## WHAT IS BEING ASKED
The required output is an exact restatement of the lines, starting with the one that contains "Pick out each instance of the dried" and finishing with the last line of the listing. It contains no pictures.

*** DATA IN THIS EXERCISE Section Begins ***

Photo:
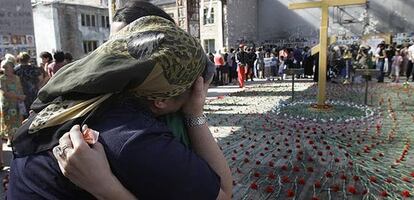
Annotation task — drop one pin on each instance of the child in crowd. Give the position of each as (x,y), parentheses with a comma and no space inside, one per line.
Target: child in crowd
(12,106)
(282,67)
(268,62)
(396,65)
(274,67)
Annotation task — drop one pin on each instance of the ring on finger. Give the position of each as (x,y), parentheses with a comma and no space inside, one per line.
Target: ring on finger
(60,150)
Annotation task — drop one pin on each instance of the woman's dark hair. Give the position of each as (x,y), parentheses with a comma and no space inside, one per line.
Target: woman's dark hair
(136,9)
(59,56)
(69,57)
(47,55)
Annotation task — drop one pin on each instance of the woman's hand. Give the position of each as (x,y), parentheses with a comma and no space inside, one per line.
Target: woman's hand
(88,167)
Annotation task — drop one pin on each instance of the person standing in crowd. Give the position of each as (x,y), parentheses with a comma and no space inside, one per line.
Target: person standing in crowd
(232,66)
(241,60)
(390,51)
(259,63)
(219,62)
(348,65)
(283,53)
(297,57)
(282,67)
(307,62)
(46,60)
(268,62)
(274,65)
(12,107)
(226,68)
(68,58)
(197,173)
(30,78)
(396,66)
(410,56)
(404,53)
(380,57)
(59,62)
(250,63)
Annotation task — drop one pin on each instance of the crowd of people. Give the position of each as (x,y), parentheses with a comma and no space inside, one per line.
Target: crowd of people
(20,81)
(247,63)
(147,106)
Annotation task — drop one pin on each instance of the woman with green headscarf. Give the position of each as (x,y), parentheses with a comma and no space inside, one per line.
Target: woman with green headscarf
(148,69)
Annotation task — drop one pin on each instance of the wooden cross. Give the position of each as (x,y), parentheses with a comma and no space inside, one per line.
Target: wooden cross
(323,37)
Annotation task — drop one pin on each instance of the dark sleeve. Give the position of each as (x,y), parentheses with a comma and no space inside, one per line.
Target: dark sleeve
(159,167)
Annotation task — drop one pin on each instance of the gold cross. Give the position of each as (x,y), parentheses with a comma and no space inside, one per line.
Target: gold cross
(323,37)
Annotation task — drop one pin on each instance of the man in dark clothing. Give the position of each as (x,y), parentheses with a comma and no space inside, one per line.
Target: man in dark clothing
(250,63)
(143,148)
(241,60)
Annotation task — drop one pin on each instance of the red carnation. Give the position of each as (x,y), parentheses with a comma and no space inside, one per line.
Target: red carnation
(301,181)
(407,179)
(290,193)
(388,180)
(296,169)
(254,186)
(285,179)
(315,198)
(272,176)
(335,188)
(352,189)
(318,184)
(270,189)
(310,169)
(406,193)
(384,194)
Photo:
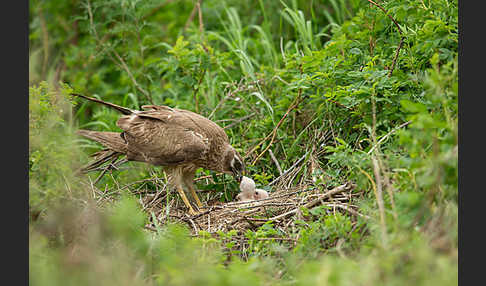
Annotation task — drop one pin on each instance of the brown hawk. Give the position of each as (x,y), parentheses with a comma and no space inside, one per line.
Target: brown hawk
(179,140)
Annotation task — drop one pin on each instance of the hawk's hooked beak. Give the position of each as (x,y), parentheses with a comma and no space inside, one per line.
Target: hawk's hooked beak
(238,174)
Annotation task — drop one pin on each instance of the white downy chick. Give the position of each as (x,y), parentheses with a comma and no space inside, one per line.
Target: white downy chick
(249,192)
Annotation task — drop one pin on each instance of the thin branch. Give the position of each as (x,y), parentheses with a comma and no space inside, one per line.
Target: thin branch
(387,135)
(399,30)
(296,102)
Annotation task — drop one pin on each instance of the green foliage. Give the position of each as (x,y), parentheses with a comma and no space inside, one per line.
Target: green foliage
(253,60)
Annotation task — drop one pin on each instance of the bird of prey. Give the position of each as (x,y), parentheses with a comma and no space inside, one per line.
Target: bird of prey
(179,140)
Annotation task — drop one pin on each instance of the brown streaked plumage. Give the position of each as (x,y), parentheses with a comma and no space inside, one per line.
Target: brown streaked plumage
(179,140)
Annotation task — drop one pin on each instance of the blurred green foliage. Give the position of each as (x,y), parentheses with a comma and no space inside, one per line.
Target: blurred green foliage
(255,59)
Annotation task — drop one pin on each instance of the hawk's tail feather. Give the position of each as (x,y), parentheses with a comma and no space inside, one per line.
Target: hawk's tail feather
(122,109)
(111,140)
(102,157)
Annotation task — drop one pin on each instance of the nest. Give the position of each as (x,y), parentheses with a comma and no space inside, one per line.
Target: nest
(279,209)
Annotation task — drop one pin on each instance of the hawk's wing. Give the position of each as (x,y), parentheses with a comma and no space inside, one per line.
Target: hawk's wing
(163,136)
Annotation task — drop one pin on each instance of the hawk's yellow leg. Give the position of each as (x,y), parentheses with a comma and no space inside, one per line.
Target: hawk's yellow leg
(194,195)
(186,201)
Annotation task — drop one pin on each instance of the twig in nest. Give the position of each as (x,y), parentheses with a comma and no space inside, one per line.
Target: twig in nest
(239,120)
(339,189)
(296,102)
(288,170)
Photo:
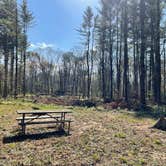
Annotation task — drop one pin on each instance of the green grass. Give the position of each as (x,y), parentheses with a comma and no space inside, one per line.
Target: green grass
(102,137)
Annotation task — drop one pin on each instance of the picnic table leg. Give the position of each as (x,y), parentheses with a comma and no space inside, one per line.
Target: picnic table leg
(61,124)
(23,124)
(68,128)
(64,120)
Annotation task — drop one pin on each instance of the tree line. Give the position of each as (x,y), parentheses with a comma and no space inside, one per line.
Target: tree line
(121,54)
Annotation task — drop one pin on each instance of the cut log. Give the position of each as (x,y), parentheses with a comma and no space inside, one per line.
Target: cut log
(161,124)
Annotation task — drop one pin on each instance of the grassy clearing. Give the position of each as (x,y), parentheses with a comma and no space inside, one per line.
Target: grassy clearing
(98,137)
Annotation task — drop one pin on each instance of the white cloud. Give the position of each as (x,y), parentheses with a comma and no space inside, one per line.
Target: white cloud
(42,45)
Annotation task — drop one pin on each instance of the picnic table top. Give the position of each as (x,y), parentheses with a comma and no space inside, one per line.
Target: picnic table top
(42,111)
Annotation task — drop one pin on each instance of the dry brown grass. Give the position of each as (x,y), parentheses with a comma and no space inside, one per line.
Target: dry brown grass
(97,138)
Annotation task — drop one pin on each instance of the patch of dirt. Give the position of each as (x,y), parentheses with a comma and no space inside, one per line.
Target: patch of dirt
(97,138)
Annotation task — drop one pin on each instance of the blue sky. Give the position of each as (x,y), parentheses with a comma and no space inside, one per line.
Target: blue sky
(56,21)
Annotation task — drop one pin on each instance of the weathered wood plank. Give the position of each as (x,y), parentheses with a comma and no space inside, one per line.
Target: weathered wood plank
(42,111)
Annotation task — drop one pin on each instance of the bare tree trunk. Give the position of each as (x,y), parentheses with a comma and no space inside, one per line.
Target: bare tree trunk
(6,59)
(125,74)
(142,57)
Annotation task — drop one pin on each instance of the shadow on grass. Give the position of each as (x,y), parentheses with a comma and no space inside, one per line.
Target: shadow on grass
(39,136)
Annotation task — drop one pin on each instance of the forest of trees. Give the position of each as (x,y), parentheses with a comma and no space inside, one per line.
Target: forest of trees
(121,56)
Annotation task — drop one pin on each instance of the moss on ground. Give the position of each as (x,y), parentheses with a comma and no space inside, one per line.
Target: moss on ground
(97,137)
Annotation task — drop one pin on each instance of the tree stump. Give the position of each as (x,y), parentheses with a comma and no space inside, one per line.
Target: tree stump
(161,124)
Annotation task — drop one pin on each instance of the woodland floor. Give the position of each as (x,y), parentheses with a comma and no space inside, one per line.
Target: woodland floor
(106,138)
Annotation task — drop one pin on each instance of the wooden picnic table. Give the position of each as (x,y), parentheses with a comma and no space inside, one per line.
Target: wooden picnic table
(56,116)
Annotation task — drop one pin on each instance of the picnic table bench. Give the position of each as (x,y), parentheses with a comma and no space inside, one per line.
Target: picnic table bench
(43,117)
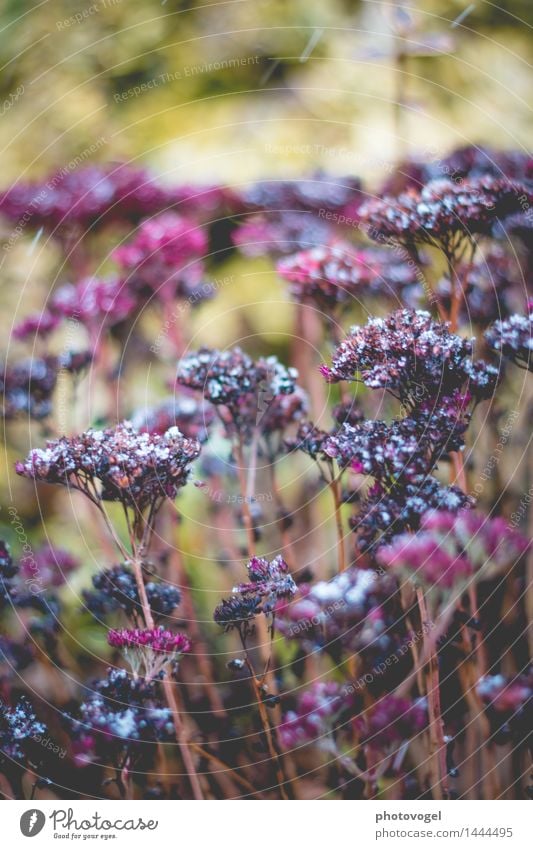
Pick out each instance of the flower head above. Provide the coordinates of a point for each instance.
(336, 276)
(165, 256)
(391, 721)
(139, 469)
(254, 394)
(412, 356)
(443, 212)
(149, 650)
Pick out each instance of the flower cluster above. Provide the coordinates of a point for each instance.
(116, 589)
(314, 718)
(391, 721)
(27, 387)
(405, 451)
(164, 257)
(192, 416)
(337, 276)
(138, 469)
(443, 212)
(90, 197)
(385, 514)
(122, 714)
(269, 583)
(51, 565)
(452, 548)
(253, 394)
(513, 338)
(18, 727)
(412, 356)
(352, 609)
(149, 651)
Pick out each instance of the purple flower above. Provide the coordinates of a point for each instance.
(513, 337)
(340, 275)
(412, 356)
(443, 213)
(269, 583)
(391, 721)
(138, 469)
(51, 566)
(85, 198)
(116, 589)
(315, 716)
(252, 394)
(451, 548)
(18, 727)
(193, 417)
(164, 257)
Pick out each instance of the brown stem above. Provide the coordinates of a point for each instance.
(246, 513)
(167, 686)
(335, 487)
(436, 728)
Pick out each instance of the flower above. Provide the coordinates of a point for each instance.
(18, 727)
(116, 589)
(164, 256)
(149, 650)
(96, 302)
(8, 569)
(121, 713)
(269, 583)
(405, 451)
(412, 356)
(51, 566)
(315, 716)
(443, 213)
(391, 721)
(139, 469)
(85, 198)
(383, 514)
(193, 417)
(339, 275)
(451, 548)
(513, 337)
(254, 394)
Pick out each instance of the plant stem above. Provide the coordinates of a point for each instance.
(436, 728)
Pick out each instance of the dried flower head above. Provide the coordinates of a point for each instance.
(149, 651)
(116, 589)
(443, 213)
(335, 277)
(391, 721)
(513, 338)
(192, 416)
(452, 548)
(269, 583)
(138, 469)
(165, 256)
(250, 392)
(412, 356)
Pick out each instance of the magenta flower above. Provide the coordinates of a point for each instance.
(165, 257)
(391, 721)
(452, 548)
(337, 276)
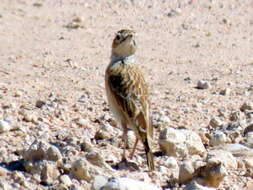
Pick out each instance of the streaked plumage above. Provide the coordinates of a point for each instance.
(127, 92)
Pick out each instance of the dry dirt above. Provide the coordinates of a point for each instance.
(59, 49)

*** DATA IN THIS EXERCISE Section Ends ***

## ANSWER FOR THE TASK
Pick out each instance of the dried flower head above. Provide the coordinates of a point for each instance.
(149, 651)
(116, 589)
(443, 213)
(335, 277)
(391, 721)
(513, 338)
(192, 416)
(452, 548)
(269, 583)
(138, 469)
(165, 256)
(250, 392)
(412, 356)
Pick out each instance of the magenta flower above. Provide the coordinates of a point for each instance.
(165, 257)
(391, 721)
(452, 548)
(337, 276)
Pick out each instance of the streaked plumage above. Provide the coordinates of a point for each instance.
(127, 92)
Pick out each instance of the dry dirt above. Provide the coordinates of a point for each instance.
(59, 49)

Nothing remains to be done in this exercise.